- _Etkinlikler_
[1] Seçilen metne göre osteoartrit hastalığının toplumlarda görülme sıklığı nedir?
[2] Seçilen metinde kireçlenme tedavisinde uygulandığı belirtilen yaklaşımların tamamını sıralayınız.
[3] Seçilen metinde "Takır, AA muhabirine" ile "olarak görüldüğünü söyledi." arasındaki bölümü, bu ifadeler de dahil olmak üzere aynen yazınız.

Takır, AA muhabirine yaptığı açıklamada, halk arasında kireçlenme olarak bilinen osteoartrit hastalığının 50 yaş üzeri bireylerde sık olarak görüldüğünü söyledi.
Toplumlarda bu hastalığın yüzde 13-18 arasında görülme sıklığı olduğunu dile getiren Takır, kireçlenmenin genel olarak eklem yapısının bozulmasıyla gelişen bir hastalık olduğunu kaydetti.
Doç. Dr. Selçuk Takır, hastaların ağrıdan ve hareket kısıtlılığından muzdarip olduğunu belirterek, şöyle devam etti:
"Kireçleme hastalığı, eklem yapısının bozulması ve kemik yapısının değişmesi sonucu ağrı ve hareket kısıtlılığıyla karakterize bir hastalıktır. Bu hastalığın tedavisinde kilo vererek eklemlerin korunması, ağrı kesici-iltihap kurutucu ilaçların kullanılması gibi yaklaşımlar bulunmaktadır. Hareket kısıtlılığının ilerlediği hastalarda ise eklem cerrahisi yapılır. Bununla birlikte hastalığın kesin bir tedavisi yoktur."
Takır, tedavide diz içerisine çeşitli enjeksiyonların yapılmasıyla hastaların fayda görebildiğine işaret ederek, "Yoğunlukla sodyum hyalüronat veya kortizon ilaçlarının diz içerisine enjeksiyonları yapılarak hastanın akut dönemdeki atak ağrıları ve beraberinde görülebilen iltihabın azaltılması yaklaşımları klinikte uygulanabilmektedir. Ancak bu uygulamalar her hastaya yapılamamakta ve hastalığı kesin tedavi etmemektedir." diye konuştu
"Hidrojen sülfür vücudun ürettiği gaz yapılı bir madde"
GRÜ Tıp Fakültesi Ortopedi ve Travmatoloji Anabilim Dalı Dr. Öğretim Üyesi Kürşad Aytekin ile yürüttükleri çalışmada hidrojen sülfürün bu hastalığın tedavisindeki yerini araştırdıklarını anlatan Takır, hidrojen sülfürün vücudun ürettiği gaz yapılı bir madde olduğu bilgisini verdi.

- _Veri Kümesi İçeriği_
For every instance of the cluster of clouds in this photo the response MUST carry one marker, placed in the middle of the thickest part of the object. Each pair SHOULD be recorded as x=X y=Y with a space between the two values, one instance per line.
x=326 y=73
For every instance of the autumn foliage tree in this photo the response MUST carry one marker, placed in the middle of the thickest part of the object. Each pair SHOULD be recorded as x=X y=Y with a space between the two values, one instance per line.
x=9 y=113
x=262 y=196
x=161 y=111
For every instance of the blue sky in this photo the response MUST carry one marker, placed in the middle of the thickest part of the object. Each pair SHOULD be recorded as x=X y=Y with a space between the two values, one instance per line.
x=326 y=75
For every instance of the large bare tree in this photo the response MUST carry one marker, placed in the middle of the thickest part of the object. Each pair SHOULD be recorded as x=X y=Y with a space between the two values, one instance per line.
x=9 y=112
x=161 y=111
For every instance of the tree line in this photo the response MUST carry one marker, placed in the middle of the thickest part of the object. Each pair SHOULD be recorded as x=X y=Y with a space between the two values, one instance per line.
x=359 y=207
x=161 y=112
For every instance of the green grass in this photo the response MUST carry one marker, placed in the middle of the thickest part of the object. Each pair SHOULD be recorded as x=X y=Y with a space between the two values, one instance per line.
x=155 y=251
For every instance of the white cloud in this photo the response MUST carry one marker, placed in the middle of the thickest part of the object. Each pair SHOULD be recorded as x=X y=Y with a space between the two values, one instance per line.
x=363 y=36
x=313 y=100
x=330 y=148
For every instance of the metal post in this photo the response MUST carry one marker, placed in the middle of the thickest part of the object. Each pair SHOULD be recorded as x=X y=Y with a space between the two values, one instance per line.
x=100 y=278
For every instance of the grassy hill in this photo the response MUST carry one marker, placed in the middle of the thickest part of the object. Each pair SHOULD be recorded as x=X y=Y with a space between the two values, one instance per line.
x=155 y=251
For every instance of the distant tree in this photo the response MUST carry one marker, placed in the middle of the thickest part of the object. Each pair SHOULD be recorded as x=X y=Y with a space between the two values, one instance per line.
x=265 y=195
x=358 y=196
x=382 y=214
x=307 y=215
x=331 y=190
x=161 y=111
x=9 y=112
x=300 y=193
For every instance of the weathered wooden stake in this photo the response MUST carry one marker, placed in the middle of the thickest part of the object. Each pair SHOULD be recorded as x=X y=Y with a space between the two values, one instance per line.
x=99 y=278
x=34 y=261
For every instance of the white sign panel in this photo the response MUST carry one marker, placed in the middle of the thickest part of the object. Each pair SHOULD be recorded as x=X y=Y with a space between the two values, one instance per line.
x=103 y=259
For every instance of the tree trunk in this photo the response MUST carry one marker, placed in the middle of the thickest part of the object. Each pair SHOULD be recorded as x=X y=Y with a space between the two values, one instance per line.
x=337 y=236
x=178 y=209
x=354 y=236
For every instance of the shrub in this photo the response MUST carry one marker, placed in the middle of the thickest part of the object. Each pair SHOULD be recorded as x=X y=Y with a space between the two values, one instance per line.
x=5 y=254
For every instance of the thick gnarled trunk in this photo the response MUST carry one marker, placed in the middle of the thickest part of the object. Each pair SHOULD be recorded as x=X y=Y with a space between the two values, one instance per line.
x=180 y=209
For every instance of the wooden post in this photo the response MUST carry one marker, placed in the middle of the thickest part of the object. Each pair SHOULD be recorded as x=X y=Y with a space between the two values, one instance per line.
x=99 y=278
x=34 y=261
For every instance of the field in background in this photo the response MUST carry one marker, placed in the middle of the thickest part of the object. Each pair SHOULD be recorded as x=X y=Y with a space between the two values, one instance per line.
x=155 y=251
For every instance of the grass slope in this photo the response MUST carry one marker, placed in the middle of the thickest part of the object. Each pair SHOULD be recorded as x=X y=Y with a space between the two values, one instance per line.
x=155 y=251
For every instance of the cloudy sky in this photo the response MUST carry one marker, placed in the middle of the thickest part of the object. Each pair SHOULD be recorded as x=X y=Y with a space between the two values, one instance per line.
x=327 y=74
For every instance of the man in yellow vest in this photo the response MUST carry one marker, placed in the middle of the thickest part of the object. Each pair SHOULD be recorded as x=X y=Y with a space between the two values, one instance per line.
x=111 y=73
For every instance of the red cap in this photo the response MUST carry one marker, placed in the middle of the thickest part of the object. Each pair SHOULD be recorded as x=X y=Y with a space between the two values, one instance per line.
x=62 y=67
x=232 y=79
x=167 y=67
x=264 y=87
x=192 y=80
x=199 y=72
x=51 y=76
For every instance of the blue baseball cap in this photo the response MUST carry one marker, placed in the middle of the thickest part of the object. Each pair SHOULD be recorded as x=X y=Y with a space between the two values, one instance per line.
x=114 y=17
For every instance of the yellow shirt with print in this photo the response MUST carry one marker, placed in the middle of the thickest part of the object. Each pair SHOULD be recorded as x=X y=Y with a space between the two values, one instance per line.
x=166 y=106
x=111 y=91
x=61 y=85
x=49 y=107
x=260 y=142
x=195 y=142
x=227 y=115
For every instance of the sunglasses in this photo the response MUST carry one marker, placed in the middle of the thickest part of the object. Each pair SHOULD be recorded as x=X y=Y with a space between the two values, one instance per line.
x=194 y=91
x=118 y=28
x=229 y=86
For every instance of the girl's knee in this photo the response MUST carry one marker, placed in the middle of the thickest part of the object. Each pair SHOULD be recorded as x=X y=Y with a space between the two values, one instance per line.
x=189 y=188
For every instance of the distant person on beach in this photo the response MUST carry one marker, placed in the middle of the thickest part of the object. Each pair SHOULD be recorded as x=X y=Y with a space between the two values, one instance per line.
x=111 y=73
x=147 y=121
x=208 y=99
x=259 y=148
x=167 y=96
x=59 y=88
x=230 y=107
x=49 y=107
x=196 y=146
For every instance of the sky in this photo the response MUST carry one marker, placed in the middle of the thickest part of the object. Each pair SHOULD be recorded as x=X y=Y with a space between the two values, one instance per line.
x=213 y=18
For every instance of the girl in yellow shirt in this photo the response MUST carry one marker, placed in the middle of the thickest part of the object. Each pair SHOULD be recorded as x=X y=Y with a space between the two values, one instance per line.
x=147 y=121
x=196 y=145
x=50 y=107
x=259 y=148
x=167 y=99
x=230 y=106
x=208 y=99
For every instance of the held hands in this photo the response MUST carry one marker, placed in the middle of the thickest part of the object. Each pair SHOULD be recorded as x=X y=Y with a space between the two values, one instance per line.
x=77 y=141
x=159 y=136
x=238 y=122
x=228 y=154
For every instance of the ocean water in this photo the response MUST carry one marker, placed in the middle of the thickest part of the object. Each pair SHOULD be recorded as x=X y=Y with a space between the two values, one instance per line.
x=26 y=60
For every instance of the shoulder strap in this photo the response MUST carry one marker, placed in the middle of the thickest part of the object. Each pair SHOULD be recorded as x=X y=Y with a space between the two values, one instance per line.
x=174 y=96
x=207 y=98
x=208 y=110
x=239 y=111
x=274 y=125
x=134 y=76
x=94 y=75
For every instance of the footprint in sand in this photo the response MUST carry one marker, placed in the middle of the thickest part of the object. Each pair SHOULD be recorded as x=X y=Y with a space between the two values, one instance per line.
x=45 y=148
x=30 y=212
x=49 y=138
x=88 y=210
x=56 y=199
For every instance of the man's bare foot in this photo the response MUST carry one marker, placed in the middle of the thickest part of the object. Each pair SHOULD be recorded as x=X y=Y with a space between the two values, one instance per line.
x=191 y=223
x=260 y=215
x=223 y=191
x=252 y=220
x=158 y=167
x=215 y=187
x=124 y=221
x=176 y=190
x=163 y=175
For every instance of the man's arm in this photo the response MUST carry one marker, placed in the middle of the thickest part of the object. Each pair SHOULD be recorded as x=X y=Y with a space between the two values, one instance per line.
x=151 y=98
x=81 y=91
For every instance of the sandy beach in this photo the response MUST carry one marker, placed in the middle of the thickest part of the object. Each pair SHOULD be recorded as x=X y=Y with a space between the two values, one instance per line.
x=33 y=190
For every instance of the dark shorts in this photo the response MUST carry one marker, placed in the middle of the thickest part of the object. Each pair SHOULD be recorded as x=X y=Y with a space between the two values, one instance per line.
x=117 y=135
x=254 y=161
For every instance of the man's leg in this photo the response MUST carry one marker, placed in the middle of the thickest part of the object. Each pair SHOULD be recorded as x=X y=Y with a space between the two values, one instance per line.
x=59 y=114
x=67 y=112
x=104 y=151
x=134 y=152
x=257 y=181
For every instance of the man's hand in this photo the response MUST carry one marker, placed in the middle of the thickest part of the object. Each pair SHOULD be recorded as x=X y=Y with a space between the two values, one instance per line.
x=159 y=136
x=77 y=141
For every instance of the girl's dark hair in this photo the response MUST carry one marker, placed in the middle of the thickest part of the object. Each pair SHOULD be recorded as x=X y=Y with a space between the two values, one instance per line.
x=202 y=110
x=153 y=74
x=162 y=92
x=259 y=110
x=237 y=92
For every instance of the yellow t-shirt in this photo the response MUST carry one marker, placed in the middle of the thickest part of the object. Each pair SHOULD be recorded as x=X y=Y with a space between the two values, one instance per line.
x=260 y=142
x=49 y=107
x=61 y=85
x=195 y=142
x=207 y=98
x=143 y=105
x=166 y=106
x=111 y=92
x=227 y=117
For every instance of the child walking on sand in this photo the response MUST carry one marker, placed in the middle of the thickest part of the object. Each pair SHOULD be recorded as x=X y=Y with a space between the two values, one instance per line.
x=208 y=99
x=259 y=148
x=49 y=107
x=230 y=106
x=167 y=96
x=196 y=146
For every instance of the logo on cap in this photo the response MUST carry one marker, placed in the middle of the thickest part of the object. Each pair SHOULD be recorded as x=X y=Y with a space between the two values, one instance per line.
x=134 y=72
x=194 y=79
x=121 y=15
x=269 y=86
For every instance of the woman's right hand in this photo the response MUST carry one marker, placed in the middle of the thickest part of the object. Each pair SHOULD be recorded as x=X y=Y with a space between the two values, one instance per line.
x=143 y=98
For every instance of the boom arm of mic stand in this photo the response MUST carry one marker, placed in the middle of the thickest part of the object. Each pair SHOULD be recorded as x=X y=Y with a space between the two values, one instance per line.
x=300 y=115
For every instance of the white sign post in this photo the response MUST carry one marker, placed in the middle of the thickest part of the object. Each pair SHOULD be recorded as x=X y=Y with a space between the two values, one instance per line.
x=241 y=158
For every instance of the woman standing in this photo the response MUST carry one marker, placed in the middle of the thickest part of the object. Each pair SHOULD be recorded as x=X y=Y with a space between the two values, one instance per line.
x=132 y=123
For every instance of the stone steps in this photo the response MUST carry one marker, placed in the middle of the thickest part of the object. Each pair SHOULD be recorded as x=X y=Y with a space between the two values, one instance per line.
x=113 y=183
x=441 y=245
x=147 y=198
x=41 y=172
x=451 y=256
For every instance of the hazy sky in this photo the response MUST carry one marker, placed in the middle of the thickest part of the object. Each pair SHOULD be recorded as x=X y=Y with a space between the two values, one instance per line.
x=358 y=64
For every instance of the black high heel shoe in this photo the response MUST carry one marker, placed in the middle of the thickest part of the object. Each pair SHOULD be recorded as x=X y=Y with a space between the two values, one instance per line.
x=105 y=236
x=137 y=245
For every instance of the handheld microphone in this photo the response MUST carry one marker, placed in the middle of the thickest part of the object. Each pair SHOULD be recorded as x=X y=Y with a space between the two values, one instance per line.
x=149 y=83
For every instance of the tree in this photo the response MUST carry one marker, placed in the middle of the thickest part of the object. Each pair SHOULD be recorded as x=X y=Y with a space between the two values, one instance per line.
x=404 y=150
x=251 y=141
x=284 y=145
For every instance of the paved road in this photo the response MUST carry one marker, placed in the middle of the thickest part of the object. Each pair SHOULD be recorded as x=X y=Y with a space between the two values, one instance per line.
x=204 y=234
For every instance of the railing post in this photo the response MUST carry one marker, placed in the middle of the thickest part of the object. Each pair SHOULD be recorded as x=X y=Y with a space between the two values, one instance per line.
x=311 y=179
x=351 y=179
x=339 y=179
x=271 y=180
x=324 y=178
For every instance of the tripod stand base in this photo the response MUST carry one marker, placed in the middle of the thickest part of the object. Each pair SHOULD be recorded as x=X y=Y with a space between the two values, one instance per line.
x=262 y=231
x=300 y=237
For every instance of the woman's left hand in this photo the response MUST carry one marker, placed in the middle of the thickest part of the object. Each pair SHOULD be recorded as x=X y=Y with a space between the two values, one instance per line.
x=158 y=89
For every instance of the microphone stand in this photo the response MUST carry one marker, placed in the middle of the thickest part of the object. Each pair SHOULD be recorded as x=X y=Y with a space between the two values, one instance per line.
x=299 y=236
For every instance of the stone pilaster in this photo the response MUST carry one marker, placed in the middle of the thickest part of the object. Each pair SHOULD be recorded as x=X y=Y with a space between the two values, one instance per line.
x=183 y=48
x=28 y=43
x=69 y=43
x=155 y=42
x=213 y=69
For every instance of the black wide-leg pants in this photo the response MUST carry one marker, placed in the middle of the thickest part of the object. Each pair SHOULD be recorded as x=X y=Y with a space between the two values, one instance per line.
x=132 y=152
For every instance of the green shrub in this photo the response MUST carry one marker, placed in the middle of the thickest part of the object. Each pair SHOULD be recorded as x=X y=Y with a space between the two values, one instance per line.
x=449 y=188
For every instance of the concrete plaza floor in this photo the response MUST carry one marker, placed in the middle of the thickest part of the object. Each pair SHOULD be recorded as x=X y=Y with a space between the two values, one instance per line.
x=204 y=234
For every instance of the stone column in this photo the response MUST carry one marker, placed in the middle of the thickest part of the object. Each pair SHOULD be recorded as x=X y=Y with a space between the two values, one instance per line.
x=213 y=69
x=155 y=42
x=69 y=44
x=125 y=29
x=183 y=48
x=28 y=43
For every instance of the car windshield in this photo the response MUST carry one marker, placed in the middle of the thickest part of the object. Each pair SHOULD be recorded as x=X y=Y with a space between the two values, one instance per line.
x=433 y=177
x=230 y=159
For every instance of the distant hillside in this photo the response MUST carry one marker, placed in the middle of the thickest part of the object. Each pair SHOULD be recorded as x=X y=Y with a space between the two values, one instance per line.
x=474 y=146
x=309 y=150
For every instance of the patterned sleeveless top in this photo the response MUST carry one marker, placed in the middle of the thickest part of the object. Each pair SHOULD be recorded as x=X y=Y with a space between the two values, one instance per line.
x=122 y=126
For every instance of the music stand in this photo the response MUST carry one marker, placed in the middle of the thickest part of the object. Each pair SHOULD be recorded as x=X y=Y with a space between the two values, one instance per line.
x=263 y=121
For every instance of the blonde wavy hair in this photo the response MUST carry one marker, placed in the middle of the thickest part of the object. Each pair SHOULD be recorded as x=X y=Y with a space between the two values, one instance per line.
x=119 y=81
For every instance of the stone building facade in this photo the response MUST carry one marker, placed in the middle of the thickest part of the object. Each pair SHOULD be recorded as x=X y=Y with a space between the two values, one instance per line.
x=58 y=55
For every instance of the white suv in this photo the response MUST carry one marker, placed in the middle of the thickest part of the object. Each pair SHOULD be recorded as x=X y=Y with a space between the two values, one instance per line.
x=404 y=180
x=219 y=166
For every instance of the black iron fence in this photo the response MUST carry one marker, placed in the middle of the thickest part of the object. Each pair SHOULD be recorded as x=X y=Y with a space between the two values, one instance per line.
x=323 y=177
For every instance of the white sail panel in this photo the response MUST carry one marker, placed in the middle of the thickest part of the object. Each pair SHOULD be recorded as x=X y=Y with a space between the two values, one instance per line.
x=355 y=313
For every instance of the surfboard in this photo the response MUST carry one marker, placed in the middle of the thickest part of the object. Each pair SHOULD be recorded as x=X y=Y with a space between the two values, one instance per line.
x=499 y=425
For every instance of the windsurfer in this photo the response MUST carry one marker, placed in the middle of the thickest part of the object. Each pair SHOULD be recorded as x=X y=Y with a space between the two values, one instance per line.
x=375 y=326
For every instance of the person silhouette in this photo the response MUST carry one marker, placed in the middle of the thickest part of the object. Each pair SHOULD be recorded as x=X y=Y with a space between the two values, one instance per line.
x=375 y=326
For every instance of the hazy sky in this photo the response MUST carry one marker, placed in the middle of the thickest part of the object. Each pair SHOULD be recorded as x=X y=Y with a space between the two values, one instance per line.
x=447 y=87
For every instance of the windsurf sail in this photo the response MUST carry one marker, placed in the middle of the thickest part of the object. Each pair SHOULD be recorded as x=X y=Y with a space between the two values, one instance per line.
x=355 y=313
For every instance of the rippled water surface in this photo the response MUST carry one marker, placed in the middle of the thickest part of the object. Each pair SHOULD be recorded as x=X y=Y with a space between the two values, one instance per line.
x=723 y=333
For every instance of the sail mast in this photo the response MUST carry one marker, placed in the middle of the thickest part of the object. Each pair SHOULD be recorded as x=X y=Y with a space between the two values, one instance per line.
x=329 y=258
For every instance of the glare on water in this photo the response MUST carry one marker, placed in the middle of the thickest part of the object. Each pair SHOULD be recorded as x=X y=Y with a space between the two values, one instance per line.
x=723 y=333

- _Alıştırma Sonuçları_
[1] Yüzde 13-18 arasındadır.

[2]
- Kilo vererek eklemlerin korunması
- Ağrı kesici-iltihap kurutucu ilaçların kullanılması
- Hareket kısıtlılığının ilerlediği hastalarda eklem cerrahisi
- Diz içerisine sodyum hyalüronat veya kortizon ilaçlarının enjeksiyonu

[3]
Takır, AA muhabirine yaptığı açıklamada, halk arasında kireçlenme olarak bilinen osteoartrit hastalığının 50 yaş üzeri bireylerde sık olarak görüldüğünü söyledi.